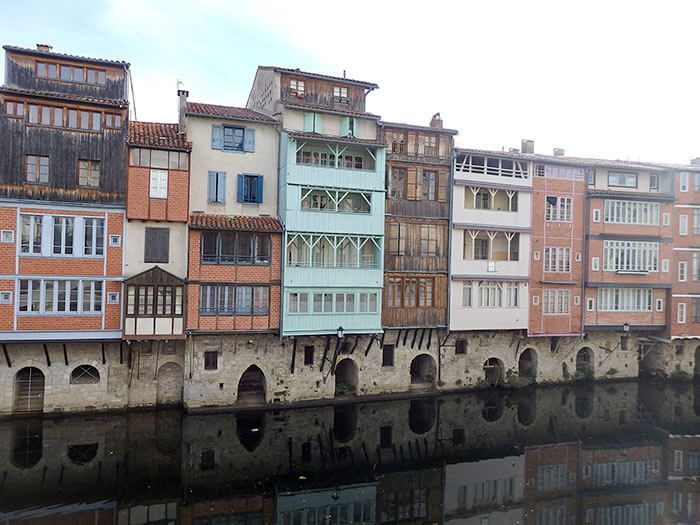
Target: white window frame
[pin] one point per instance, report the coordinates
(158, 184)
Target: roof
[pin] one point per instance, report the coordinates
(204, 221)
(326, 109)
(61, 96)
(419, 128)
(333, 138)
(157, 135)
(369, 85)
(229, 112)
(36, 52)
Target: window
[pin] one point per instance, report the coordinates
(159, 184)
(397, 238)
(89, 173)
(624, 180)
(631, 212)
(428, 240)
(388, 355)
(216, 186)
(36, 169)
(157, 247)
(211, 360)
(625, 299)
(31, 234)
(558, 209)
(555, 302)
(630, 256)
(557, 259)
(250, 188)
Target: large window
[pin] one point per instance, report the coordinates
(625, 299)
(60, 296)
(233, 300)
(630, 256)
(228, 247)
(631, 212)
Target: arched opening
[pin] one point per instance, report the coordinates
(493, 371)
(29, 390)
(423, 371)
(421, 415)
(584, 364)
(27, 443)
(169, 385)
(527, 364)
(346, 378)
(84, 375)
(251, 387)
(344, 423)
(250, 429)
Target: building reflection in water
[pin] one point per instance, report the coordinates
(601, 453)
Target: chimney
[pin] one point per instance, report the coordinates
(436, 121)
(182, 95)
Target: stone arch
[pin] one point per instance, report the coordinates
(584, 363)
(346, 378)
(423, 371)
(29, 390)
(493, 371)
(421, 415)
(527, 364)
(251, 386)
(169, 384)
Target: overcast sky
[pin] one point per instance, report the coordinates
(611, 79)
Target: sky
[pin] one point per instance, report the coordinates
(615, 79)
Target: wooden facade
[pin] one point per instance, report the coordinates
(416, 236)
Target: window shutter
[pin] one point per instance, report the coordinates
(308, 121)
(249, 140)
(241, 187)
(259, 192)
(344, 126)
(217, 137)
(211, 187)
(221, 187)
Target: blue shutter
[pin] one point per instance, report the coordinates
(241, 187)
(221, 187)
(258, 194)
(211, 186)
(249, 140)
(217, 137)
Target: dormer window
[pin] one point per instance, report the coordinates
(340, 94)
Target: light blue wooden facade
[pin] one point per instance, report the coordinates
(356, 239)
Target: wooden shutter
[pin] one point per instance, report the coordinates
(217, 137)
(249, 140)
(443, 178)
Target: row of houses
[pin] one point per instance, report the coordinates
(302, 248)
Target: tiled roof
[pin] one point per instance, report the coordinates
(333, 138)
(420, 128)
(323, 77)
(326, 109)
(36, 52)
(230, 112)
(157, 135)
(205, 221)
(62, 96)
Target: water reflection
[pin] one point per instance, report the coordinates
(622, 452)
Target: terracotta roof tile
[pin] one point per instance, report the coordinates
(157, 135)
(230, 112)
(205, 221)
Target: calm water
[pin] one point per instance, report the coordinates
(614, 453)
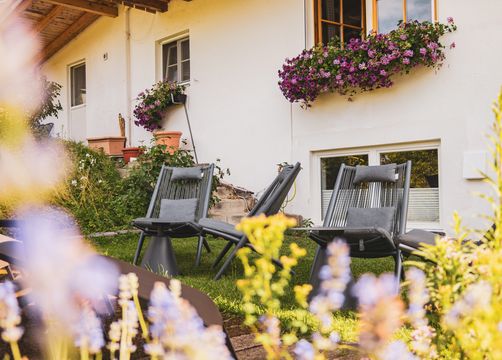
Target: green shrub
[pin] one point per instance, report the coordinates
(100, 200)
(91, 186)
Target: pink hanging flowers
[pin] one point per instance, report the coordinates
(363, 64)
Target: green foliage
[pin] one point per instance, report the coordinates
(101, 200)
(50, 105)
(137, 188)
(90, 189)
(263, 286)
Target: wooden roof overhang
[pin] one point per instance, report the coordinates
(57, 22)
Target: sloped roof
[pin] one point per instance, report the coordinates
(57, 22)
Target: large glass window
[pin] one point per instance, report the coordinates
(340, 19)
(78, 85)
(176, 61)
(423, 208)
(390, 12)
(329, 171)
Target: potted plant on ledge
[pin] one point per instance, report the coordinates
(150, 110)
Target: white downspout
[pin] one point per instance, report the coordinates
(128, 73)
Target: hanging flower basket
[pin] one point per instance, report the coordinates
(363, 64)
(153, 102)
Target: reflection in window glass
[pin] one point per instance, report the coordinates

**Written request**. No pictures belong in the copy: reproduce exactly the lines above from the one that contains "Target: row of houses" through the last line of the entries.

**The response**.
Target: row of houses
[pin] one point per instance, report the coordinates
(302, 248)
Target: tiled roof
[pin] one point per instance, report the coordinates
(333, 138)
(420, 128)
(323, 77)
(326, 109)
(36, 52)
(230, 112)
(157, 135)
(205, 221)
(62, 96)
Target: water reflection
[pin] one point per instance, report the coordinates
(622, 452)
Target: terracotta roof tile
[pin] one point per instance, report the coordinates
(157, 135)
(230, 112)
(205, 221)
Target: calm water
[pin] one point per instance, report the coordinates
(614, 453)
Target: green shrub
[pin] one point per instance, report the coordinates
(100, 200)
(91, 186)
Target: pink hanging flowers
[pin] one point per instance, report the coordinates
(363, 64)
Target: green foliage
[pin] one point per instance, report the coordinates
(101, 200)
(50, 105)
(137, 188)
(90, 189)
(263, 286)
Target: wooden roof overhang
[pin] one point per instance, report the coordinates
(57, 22)
Target: sloped roof
[pin] one point per instance, report the coordinates
(57, 22)
Target: large glass window
[pin] one point per instance, report the coordinates
(340, 19)
(78, 85)
(176, 61)
(423, 208)
(390, 12)
(329, 171)
Target: potted plant on ledge
[pin] one point per instance, report the coordinates
(150, 110)
Target: white downspout
[pin] one point per instance, report the coordinates
(128, 73)
Target: hanging flower basket
[pin] one point per instance, report the coordinates
(363, 64)
(153, 102)
Target: reflection in window glass
[pin] one point per instance, report the coordinates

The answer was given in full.